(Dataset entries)
"""

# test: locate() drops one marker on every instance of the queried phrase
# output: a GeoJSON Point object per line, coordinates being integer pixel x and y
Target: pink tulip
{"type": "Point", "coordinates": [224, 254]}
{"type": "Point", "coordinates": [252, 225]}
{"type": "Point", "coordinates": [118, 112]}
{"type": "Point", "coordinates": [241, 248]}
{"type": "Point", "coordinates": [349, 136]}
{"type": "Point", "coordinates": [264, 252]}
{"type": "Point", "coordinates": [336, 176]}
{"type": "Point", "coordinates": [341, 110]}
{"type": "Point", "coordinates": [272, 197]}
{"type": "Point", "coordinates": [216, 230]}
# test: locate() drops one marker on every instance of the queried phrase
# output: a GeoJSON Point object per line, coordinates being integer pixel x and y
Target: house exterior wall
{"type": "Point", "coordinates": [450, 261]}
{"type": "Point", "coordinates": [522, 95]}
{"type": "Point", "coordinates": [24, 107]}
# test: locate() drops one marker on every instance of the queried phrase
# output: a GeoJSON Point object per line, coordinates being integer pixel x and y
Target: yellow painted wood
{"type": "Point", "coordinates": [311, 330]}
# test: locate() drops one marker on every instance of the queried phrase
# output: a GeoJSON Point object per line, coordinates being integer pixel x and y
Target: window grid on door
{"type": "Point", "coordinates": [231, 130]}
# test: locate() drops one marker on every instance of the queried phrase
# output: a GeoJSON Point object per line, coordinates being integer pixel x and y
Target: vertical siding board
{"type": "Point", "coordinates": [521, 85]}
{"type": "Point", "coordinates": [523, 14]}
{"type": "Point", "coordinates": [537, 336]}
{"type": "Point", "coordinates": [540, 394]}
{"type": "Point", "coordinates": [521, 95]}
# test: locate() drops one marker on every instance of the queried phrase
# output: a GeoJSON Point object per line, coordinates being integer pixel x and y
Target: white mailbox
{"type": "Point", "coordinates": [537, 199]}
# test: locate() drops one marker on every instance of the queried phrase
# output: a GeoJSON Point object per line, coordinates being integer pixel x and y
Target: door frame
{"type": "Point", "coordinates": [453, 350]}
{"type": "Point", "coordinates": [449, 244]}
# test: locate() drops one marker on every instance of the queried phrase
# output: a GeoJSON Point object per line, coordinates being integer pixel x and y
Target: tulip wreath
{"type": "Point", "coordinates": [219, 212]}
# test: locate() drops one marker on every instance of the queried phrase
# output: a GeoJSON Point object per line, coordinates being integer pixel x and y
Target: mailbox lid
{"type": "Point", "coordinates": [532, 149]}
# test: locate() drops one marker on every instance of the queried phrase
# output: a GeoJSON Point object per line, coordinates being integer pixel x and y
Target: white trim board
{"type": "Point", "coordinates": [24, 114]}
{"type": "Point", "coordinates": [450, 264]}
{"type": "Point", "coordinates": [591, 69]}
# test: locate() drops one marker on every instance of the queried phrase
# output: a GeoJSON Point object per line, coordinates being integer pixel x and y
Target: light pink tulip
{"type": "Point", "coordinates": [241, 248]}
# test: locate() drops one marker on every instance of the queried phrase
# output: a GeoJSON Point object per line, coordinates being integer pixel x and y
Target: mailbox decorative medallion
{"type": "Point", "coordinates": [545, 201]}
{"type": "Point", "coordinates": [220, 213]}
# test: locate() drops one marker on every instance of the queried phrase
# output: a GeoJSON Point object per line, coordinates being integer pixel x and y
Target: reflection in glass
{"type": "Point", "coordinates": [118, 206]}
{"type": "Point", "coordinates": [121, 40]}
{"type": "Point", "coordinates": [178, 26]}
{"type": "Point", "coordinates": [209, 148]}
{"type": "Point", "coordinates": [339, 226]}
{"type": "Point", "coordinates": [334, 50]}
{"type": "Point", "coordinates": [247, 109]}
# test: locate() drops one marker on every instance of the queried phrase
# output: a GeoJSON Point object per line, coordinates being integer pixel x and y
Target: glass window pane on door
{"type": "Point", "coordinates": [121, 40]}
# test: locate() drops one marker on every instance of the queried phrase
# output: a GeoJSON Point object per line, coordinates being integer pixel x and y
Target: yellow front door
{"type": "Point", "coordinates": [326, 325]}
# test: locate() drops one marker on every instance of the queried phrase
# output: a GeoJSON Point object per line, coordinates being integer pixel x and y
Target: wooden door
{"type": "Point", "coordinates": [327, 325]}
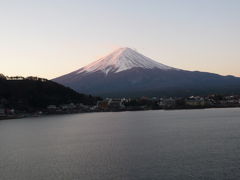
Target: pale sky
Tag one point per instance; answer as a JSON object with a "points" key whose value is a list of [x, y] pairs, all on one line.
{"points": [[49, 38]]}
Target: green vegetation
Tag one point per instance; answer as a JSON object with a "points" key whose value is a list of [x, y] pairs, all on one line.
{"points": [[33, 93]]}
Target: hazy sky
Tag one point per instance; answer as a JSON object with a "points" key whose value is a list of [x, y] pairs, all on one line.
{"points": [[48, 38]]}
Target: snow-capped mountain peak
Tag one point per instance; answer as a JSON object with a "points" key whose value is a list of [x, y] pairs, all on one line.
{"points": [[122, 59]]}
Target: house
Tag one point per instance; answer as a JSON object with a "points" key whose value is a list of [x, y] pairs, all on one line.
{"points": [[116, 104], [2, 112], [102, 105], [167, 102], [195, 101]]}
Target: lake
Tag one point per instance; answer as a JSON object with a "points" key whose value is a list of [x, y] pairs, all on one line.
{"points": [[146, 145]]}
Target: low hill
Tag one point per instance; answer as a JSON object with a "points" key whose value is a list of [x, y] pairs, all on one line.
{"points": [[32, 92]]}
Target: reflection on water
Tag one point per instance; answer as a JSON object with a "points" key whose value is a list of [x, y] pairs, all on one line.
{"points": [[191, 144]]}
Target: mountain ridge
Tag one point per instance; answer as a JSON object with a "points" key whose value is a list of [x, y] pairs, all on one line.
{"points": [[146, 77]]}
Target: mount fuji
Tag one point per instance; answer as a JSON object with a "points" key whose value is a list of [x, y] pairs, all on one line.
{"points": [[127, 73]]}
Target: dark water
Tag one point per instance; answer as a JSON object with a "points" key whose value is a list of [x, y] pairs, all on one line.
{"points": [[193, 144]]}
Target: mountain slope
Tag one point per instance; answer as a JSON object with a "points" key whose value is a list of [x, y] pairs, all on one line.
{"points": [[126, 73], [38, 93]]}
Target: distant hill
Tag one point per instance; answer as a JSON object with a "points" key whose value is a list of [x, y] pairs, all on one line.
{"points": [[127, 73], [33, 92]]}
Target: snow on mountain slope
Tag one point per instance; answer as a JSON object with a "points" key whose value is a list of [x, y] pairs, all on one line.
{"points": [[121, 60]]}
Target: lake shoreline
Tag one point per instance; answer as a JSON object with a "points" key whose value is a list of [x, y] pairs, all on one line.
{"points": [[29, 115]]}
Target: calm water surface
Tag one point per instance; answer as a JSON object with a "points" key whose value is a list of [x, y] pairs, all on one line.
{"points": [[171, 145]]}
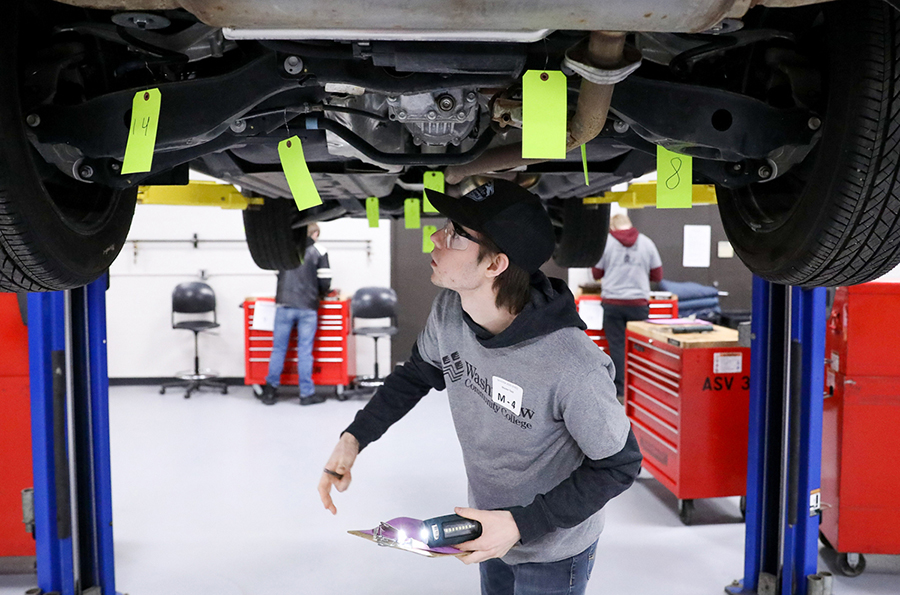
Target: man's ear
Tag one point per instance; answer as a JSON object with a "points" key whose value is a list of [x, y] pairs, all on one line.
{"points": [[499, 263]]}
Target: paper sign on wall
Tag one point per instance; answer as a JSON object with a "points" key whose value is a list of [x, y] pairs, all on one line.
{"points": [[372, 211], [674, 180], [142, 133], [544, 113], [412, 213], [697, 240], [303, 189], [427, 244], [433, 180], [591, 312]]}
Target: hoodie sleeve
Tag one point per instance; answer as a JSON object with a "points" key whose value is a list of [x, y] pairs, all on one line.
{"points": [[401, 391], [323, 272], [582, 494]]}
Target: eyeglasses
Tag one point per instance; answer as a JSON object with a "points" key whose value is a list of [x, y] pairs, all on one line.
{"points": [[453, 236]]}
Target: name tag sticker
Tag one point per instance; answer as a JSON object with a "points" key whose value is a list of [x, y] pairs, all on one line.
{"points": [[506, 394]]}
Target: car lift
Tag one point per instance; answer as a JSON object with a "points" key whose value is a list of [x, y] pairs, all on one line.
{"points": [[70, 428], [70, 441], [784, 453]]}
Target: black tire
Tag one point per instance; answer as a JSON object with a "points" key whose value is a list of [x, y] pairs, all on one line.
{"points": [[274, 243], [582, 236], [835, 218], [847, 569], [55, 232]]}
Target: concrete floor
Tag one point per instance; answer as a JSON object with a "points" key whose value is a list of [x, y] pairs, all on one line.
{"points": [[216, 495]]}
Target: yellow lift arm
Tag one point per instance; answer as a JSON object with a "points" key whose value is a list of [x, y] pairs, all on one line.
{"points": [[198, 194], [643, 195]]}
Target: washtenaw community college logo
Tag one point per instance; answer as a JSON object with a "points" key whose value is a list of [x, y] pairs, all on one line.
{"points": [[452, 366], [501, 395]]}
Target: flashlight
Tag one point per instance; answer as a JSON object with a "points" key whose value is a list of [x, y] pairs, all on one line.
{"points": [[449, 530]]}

"""

Where a line of the records contains the word "lift", copy that line.

> **Task response**:
Target: car lift
Target: yellow lift arm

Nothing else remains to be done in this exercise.